### WHAT THE TASK ASKS
From the entries below, please output exactly the lines starting at the one containing "Target: yellow t-shirt" and ending at the one containing "Target: chalk writing", both included.

══════════

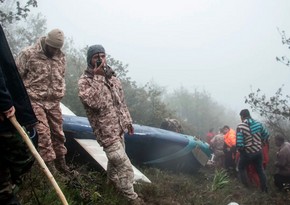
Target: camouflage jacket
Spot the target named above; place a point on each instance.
(105, 106)
(43, 77)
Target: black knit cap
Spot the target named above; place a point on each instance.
(94, 49)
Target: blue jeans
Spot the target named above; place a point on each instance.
(257, 160)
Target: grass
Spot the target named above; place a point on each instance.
(206, 187)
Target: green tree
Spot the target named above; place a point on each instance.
(198, 112)
(274, 109)
(285, 41)
(12, 11)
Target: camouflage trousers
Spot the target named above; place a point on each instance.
(15, 160)
(120, 170)
(51, 137)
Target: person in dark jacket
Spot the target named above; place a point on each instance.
(251, 135)
(282, 164)
(15, 158)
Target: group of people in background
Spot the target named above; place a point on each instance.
(32, 87)
(246, 151)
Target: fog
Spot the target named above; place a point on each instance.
(224, 47)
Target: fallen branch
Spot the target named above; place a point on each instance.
(31, 147)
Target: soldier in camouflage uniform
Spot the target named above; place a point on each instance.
(102, 95)
(15, 158)
(42, 68)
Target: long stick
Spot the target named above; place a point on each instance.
(38, 158)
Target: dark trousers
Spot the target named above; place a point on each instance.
(282, 182)
(255, 159)
(230, 158)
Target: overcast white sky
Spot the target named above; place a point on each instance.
(221, 46)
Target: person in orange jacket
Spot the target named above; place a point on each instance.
(229, 147)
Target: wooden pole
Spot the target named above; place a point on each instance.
(27, 140)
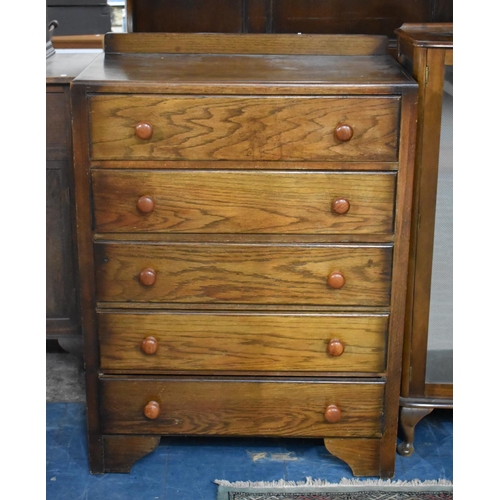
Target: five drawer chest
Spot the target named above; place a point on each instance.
(243, 207)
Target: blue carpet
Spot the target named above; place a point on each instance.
(185, 468)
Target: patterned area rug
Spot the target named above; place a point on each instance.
(315, 489)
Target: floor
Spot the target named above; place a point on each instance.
(185, 468)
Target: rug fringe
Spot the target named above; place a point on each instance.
(322, 482)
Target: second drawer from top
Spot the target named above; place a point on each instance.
(243, 202)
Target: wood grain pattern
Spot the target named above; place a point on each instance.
(241, 407)
(243, 202)
(238, 341)
(244, 128)
(259, 274)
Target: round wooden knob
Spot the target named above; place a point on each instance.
(341, 206)
(336, 280)
(333, 414)
(343, 132)
(145, 204)
(152, 410)
(147, 276)
(149, 345)
(144, 131)
(335, 347)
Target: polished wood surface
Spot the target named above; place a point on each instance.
(243, 273)
(231, 341)
(210, 43)
(237, 128)
(239, 407)
(78, 42)
(241, 310)
(243, 202)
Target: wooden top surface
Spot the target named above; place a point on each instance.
(64, 67)
(436, 35)
(190, 71)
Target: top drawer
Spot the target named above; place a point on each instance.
(136, 127)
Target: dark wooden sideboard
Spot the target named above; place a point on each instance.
(376, 17)
(62, 310)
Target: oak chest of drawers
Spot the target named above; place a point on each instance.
(242, 211)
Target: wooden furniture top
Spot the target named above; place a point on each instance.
(189, 61)
(64, 67)
(427, 35)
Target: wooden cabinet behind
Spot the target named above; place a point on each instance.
(427, 52)
(62, 310)
(377, 17)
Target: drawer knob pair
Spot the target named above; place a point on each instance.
(343, 132)
(332, 413)
(144, 131)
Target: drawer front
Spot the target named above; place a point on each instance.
(241, 407)
(243, 128)
(243, 202)
(180, 341)
(243, 273)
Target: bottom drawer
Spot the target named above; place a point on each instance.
(242, 407)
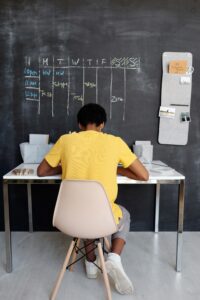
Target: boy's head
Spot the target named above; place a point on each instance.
(91, 114)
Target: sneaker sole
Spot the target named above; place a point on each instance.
(122, 283)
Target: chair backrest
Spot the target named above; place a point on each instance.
(83, 210)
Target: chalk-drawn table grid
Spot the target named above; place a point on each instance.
(55, 67)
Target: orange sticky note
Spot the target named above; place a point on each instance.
(178, 67)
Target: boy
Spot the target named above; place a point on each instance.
(93, 155)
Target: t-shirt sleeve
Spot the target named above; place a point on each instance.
(126, 156)
(53, 157)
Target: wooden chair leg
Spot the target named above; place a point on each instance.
(108, 247)
(62, 271)
(74, 255)
(105, 275)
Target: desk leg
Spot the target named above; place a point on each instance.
(157, 207)
(30, 213)
(180, 225)
(7, 229)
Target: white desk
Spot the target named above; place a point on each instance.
(159, 174)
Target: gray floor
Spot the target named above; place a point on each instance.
(149, 260)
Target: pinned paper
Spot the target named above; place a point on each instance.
(178, 67)
(167, 112)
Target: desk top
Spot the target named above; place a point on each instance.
(157, 171)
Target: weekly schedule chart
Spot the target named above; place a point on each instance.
(75, 79)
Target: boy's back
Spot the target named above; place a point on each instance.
(92, 155)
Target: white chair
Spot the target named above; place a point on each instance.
(83, 211)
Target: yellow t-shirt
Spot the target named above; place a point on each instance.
(92, 155)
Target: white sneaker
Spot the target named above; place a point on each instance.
(115, 270)
(91, 269)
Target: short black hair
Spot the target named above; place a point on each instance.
(91, 113)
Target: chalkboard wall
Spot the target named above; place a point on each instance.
(75, 52)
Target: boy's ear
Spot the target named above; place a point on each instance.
(81, 126)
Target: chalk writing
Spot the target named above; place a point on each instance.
(52, 74)
(90, 84)
(46, 93)
(60, 84)
(78, 98)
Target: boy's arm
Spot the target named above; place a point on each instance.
(135, 171)
(44, 169)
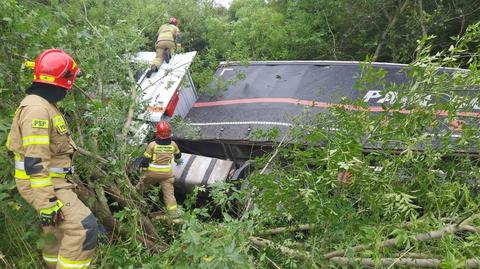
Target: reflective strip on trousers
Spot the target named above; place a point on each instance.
(21, 174)
(66, 263)
(57, 120)
(160, 168)
(50, 258)
(40, 182)
(36, 140)
(54, 171)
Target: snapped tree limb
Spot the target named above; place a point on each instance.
(450, 229)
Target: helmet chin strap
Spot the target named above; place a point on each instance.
(51, 93)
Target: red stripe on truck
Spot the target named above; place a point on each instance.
(316, 104)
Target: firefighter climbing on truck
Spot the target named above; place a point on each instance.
(158, 158)
(43, 149)
(167, 41)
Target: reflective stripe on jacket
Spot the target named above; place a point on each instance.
(40, 133)
(167, 32)
(161, 156)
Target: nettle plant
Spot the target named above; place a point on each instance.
(357, 175)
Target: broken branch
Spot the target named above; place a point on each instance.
(408, 262)
(261, 242)
(450, 229)
(300, 227)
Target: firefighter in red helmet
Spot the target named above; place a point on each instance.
(43, 148)
(158, 159)
(168, 39)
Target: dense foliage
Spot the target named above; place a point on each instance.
(415, 191)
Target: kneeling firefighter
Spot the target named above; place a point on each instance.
(43, 150)
(158, 159)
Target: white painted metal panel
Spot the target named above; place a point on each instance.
(161, 86)
(196, 170)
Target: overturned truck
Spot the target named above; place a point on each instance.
(258, 96)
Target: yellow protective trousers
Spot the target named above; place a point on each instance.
(166, 181)
(71, 244)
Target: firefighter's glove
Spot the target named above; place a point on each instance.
(52, 216)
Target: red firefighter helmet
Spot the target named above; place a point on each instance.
(173, 21)
(164, 131)
(55, 67)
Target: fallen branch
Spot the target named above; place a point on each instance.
(261, 242)
(85, 93)
(367, 262)
(164, 218)
(89, 154)
(450, 229)
(300, 227)
(408, 262)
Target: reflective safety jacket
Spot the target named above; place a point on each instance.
(43, 148)
(168, 32)
(161, 157)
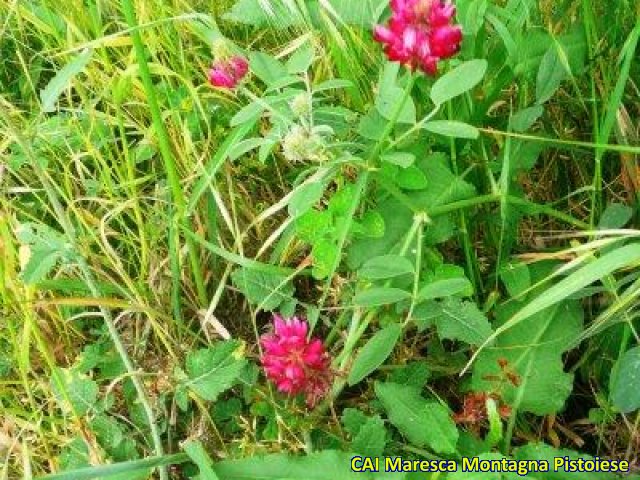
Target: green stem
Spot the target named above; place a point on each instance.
(386, 133)
(164, 144)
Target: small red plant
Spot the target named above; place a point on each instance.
(227, 73)
(295, 364)
(420, 33)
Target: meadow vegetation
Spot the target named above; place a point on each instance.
(462, 244)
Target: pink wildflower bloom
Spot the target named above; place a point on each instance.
(228, 73)
(420, 33)
(294, 363)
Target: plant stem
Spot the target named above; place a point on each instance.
(164, 144)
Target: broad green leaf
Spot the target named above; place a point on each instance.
(616, 215)
(372, 225)
(516, 278)
(266, 67)
(201, 458)
(443, 188)
(131, 468)
(324, 253)
(353, 420)
(301, 59)
(216, 161)
(625, 384)
(333, 84)
(452, 128)
(543, 452)
(414, 374)
(268, 290)
(371, 438)
(74, 391)
(378, 296)
(49, 95)
(213, 370)
(304, 198)
(46, 248)
(458, 81)
(40, 264)
(411, 178)
(582, 277)
(374, 353)
(386, 266)
(533, 349)
(423, 423)
(524, 119)
(108, 431)
(446, 287)
(460, 320)
(313, 225)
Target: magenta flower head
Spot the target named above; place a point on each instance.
(227, 73)
(420, 33)
(294, 363)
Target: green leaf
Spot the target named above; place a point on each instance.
(373, 225)
(550, 75)
(324, 253)
(411, 178)
(304, 198)
(49, 95)
(108, 431)
(74, 391)
(533, 349)
(353, 420)
(380, 296)
(371, 438)
(523, 120)
(458, 81)
(130, 468)
(213, 370)
(423, 423)
(460, 320)
(402, 159)
(46, 248)
(201, 458)
(266, 67)
(625, 384)
(385, 266)
(616, 215)
(543, 452)
(443, 188)
(414, 374)
(268, 290)
(446, 287)
(374, 353)
(313, 225)
(452, 128)
(387, 104)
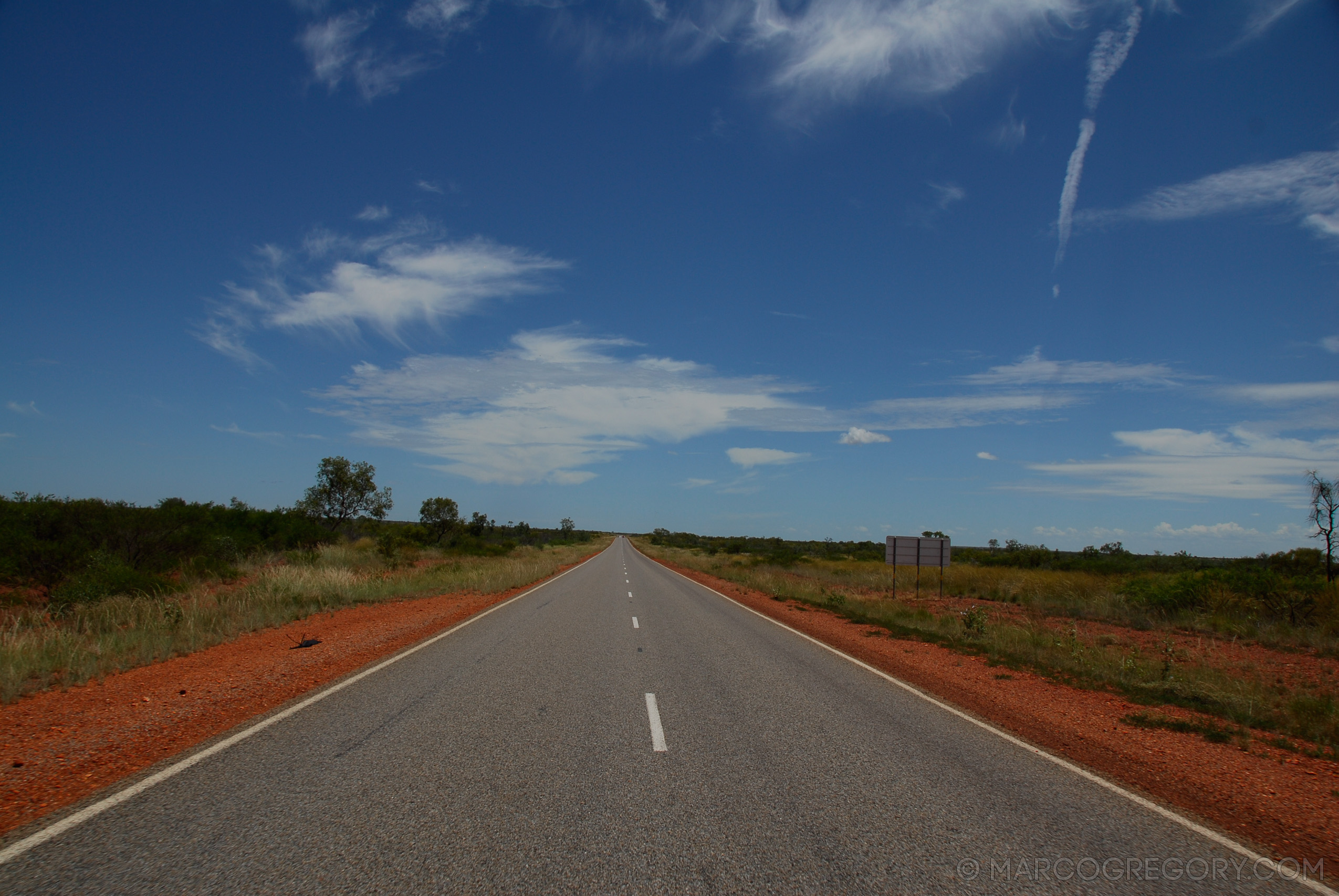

══════════

### RESULT OF THE TASK
Target: yellow t-shirt
Spot the target named above; place a point on each instance.
(92, 155)
Target: white sneaker
Spot the target named above; place a point on each instance.
(115, 270)
(91, 269)
Target: short black hair
Spot the target named above; place a point on each instance.
(91, 113)
Target: chalkboard wall
Spot the target named above; place a point on each instance.
(75, 52)
Target: boy's ear
Spot the target named above; place a point on each instance.
(81, 126)
Target: chalk writing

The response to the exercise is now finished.